== Segment start ==

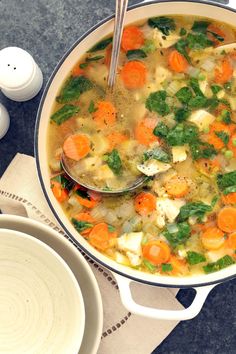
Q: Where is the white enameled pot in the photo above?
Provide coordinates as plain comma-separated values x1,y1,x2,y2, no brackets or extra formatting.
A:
35,0,236,321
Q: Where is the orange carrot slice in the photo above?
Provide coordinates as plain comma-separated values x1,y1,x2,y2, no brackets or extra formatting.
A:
93,101,117,127
73,212,95,235
214,57,233,84
207,122,232,150
63,134,90,161
121,26,144,52
106,132,128,151
88,223,117,251
51,180,68,203
222,192,236,205
217,207,236,233
227,232,236,249
168,256,188,276
72,64,85,77
195,158,220,175
134,192,156,215
120,61,147,89
201,227,225,250
134,119,159,146
165,176,189,198
142,240,171,265
168,50,188,73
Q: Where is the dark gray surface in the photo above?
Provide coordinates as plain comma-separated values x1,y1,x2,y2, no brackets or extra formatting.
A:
1,1,236,353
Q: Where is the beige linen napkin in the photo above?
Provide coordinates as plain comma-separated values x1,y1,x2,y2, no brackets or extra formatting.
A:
0,153,184,354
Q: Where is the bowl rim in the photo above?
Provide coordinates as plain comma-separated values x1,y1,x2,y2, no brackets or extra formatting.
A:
0,227,85,354
35,0,236,289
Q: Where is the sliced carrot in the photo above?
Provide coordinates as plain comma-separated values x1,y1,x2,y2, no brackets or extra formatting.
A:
72,64,85,77
63,134,90,161
214,57,233,84
93,101,117,127
73,212,95,235
51,180,68,203
76,194,97,209
121,26,144,52
228,133,236,158
142,240,171,265
134,119,159,146
201,227,225,250
88,223,117,251
207,24,225,45
195,158,220,175
227,232,236,249
217,206,236,233
222,192,236,205
106,131,129,151
168,50,188,73
207,122,232,150
165,176,189,198
134,192,156,215
168,256,188,276
104,43,112,67
120,61,147,89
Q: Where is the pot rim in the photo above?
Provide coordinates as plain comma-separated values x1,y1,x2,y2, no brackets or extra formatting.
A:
35,0,236,289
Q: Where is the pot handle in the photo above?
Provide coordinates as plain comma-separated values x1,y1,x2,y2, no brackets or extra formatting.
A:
113,273,216,320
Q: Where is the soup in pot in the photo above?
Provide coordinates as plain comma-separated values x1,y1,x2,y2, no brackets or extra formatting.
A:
48,15,236,276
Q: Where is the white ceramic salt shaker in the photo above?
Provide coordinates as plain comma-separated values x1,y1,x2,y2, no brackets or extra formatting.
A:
0,47,43,102
0,103,10,139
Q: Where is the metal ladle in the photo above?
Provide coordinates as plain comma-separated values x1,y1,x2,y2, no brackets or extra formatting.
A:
61,0,147,194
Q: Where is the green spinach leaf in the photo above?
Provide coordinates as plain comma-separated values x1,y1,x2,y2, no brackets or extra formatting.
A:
148,16,176,35
57,76,93,103
177,201,212,222
72,218,94,233
166,123,199,146
187,251,206,265
105,149,122,175
143,147,171,163
174,107,190,122
88,36,112,52
217,171,236,191
161,263,173,272
50,104,80,125
203,255,235,274
153,122,169,138
146,90,170,116
163,222,191,247
175,87,193,104
189,141,216,160
126,49,147,60
215,131,229,145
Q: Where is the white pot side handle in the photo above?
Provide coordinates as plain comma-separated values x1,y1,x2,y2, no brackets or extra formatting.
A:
113,273,216,321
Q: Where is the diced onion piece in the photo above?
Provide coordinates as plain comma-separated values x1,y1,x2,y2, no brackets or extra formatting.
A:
172,145,188,163
156,198,186,223
200,59,215,72
189,109,215,131
137,159,171,176
166,80,183,96
152,29,180,48
187,66,200,77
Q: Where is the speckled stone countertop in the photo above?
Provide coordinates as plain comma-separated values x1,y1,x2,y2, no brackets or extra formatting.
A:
1,1,236,353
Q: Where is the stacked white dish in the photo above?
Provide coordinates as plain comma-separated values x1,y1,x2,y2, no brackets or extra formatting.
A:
0,215,103,354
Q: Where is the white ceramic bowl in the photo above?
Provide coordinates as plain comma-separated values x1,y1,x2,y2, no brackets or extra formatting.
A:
0,228,85,354
0,214,103,354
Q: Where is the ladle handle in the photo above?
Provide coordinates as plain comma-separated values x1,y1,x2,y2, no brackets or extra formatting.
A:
107,0,128,89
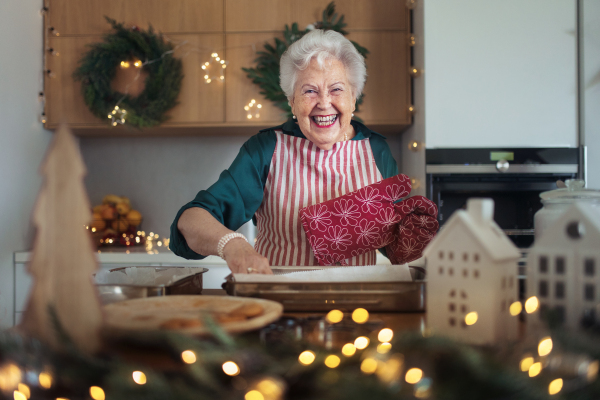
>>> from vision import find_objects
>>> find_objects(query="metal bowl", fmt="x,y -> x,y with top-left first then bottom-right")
95,266 -> 208,304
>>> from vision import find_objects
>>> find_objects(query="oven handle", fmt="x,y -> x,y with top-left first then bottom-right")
426,164 -> 577,174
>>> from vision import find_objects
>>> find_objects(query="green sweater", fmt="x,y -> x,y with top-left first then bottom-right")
170,119 -> 399,260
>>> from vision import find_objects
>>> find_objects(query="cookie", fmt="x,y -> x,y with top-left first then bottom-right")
229,303 -> 264,318
159,318 -> 203,330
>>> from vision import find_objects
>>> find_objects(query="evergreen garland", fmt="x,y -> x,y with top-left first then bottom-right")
73,17 -> 183,128
242,2 -> 369,120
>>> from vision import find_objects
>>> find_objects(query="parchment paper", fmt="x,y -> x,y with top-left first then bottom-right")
232,264 -> 412,283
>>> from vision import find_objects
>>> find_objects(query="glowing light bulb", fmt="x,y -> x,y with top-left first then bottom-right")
257,104 -> 262,108
538,337 -> 553,357
378,328 -> 394,343
204,75 -> 209,79
548,378 -> 563,395
39,372 -> 52,389
222,64 -> 227,69
247,114 -> 252,119
13,391 -> 26,400
202,65 -> 206,70
90,386 -> 105,400
220,60 -> 225,64
528,362 -> 542,377
206,79 -> 212,83
216,57 -> 220,61
341,343 -> 356,357
181,350 -> 197,364
464,312 -> 478,326
222,361 -> 240,376
324,355 -> 340,368
520,356 -> 534,372
211,53 -> 218,57
509,302 -> 522,316
298,351 -> 316,365
244,106 -> 250,111
120,61 -> 130,68
360,358 -> 377,374
132,371 -> 147,384
354,336 -> 369,350
134,60 -> 142,68
405,368 -> 423,384
245,390 -> 264,400
17,384 -> 29,398
326,309 -> 343,324
251,99 -> 256,103
377,342 -> 392,354
525,296 -> 539,313
352,308 -> 369,324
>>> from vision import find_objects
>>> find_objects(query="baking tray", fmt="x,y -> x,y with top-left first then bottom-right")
95,266 -> 208,305
223,266 -> 426,312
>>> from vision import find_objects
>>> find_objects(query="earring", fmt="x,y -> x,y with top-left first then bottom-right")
292,115 -> 296,119
351,113 -> 354,117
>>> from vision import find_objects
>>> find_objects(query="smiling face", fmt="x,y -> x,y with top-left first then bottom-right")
290,58 -> 356,150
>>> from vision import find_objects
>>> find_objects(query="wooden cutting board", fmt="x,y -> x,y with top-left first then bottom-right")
103,295 -> 283,335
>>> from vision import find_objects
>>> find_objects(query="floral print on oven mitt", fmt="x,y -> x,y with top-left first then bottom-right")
299,174 -> 439,266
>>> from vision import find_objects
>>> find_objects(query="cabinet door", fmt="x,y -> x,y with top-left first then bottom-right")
225,33 -> 288,125
226,0 -> 293,32
47,0 -> 223,35
45,34 -> 225,127
347,31 -> 411,125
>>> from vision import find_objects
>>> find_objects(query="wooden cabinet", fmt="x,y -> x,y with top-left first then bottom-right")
44,0 -> 411,133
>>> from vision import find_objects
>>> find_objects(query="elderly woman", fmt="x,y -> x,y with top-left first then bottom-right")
171,29 -> 399,274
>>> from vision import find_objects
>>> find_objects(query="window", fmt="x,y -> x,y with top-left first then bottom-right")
449,289 -> 456,298
463,269 -> 468,278
539,280 -> 548,298
449,252 -> 454,260
449,268 -> 454,276
474,253 -> 480,262
463,253 -> 468,262
539,256 -> 548,273
585,259 -> 595,277
449,317 -> 456,326
439,251 -> 444,260
554,306 -> 565,324
460,290 -> 467,299
449,303 -> 456,312
556,257 -> 565,274
585,284 -> 595,301
460,304 -> 467,313
501,277 -> 506,289
438,266 -> 444,275
555,282 -> 565,299
473,270 -> 480,279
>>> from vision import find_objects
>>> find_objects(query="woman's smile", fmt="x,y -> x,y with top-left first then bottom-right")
311,114 -> 338,128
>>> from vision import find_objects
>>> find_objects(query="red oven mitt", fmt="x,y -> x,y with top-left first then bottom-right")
299,174 -> 439,266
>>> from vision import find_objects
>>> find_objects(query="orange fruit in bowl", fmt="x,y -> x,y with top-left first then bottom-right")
111,219 -> 129,233
126,210 -> 142,227
116,201 -> 131,215
101,206 -> 117,220
91,212 -> 106,231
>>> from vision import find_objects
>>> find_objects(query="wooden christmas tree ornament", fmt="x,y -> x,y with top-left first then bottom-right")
20,125 -> 103,354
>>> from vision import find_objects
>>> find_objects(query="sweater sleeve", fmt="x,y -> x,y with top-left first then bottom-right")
169,130 -> 277,259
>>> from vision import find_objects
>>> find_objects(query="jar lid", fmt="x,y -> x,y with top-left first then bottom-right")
540,179 -> 600,201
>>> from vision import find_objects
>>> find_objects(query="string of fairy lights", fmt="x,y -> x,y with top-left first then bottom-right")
2,296 -> 597,399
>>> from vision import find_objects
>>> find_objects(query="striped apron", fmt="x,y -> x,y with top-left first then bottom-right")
254,131 -> 383,266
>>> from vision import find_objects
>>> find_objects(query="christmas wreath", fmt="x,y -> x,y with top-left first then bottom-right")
243,2 -> 369,120
73,17 -> 183,128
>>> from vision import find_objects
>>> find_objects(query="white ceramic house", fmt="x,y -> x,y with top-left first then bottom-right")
424,198 -> 521,345
526,202 -> 600,330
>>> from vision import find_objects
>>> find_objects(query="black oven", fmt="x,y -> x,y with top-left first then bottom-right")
426,148 -> 579,248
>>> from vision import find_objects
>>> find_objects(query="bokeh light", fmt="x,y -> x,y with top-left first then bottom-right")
464,312 -> 478,326
90,386 -> 105,400
360,358 -> 378,374
324,355 -> 341,369
16,384 -> 29,399
548,378 -> 563,395
529,362 -> 542,377
326,310 -> 343,324
377,342 -> 392,354
181,350 -> 197,364
133,371 -> 147,385
298,351 -> 316,366
38,372 -> 52,389
525,296 -> 539,314
405,368 -> 423,384
223,361 -> 240,376
378,328 -> 394,343
538,337 -> 553,357
354,336 -> 370,350
245,390 -> 264,400
520,356 -> 534,372
352,308 -> 369,324
509,302 -> 523,316
341,343 -> 356,357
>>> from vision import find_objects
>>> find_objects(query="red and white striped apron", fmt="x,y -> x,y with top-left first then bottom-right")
254,131 -> 383,266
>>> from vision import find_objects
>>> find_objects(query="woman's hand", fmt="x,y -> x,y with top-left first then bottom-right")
222,238 -> 273,274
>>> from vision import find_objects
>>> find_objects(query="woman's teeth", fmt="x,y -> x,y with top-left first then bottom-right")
312,115 -> 337,126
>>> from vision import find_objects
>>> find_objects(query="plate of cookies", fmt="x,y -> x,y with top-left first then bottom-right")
102,295 -> 283,335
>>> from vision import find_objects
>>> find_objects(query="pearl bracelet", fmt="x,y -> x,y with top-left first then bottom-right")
217,233 -> 248,259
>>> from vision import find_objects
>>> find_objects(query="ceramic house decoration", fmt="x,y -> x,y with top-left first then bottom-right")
526,202 -> 600,330
423,198 -> 521,345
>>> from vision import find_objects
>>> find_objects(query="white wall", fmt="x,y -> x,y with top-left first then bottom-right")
0,1 -> 52,328
424,0 -> 578,149
582,0 -> 600,189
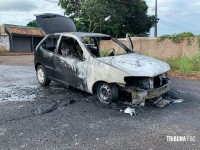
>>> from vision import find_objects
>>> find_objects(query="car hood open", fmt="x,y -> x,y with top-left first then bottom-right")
35,13 -> 77,34
96,53 -> 170,77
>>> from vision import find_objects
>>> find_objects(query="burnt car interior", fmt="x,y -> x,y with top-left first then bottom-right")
58,37 -> 83,61
40,36 -> 59,52
82,37 -> 100,57
40,34 -> 132,59
81,36 -> 132,58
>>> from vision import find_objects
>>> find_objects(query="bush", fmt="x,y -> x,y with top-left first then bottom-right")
165,54 -> 200,74
159,32 -> 195,45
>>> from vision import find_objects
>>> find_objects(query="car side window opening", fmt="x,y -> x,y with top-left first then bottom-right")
41,36 -> 59,52
58,37 -> 83,61
82,37 -> 100,57
81,36 -> 132,58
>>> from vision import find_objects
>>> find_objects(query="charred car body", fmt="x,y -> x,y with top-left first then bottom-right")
34,13 -> 170,106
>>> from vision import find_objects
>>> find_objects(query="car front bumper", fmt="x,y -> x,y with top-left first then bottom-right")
120,80 -> 170,105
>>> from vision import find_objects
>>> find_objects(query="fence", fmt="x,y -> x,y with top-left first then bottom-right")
100,37 -> 199,59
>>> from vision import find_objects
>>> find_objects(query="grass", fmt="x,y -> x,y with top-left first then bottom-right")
0,51 -> 6,56
100,51 -> 108,57
164,54 -> 200,74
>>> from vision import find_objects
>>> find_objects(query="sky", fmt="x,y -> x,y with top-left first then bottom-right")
0,0 -> 200,36
145,0 -> 200,36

== Segment end ==

## TASK REQUIREMENTS:
Using the data above, return every line that contains the string "carrot".

## WRITTEN SOLUTION:
Q: Where is the orange carrot slice in the photo above?
Q: Where is the sliced carrot in the photo above?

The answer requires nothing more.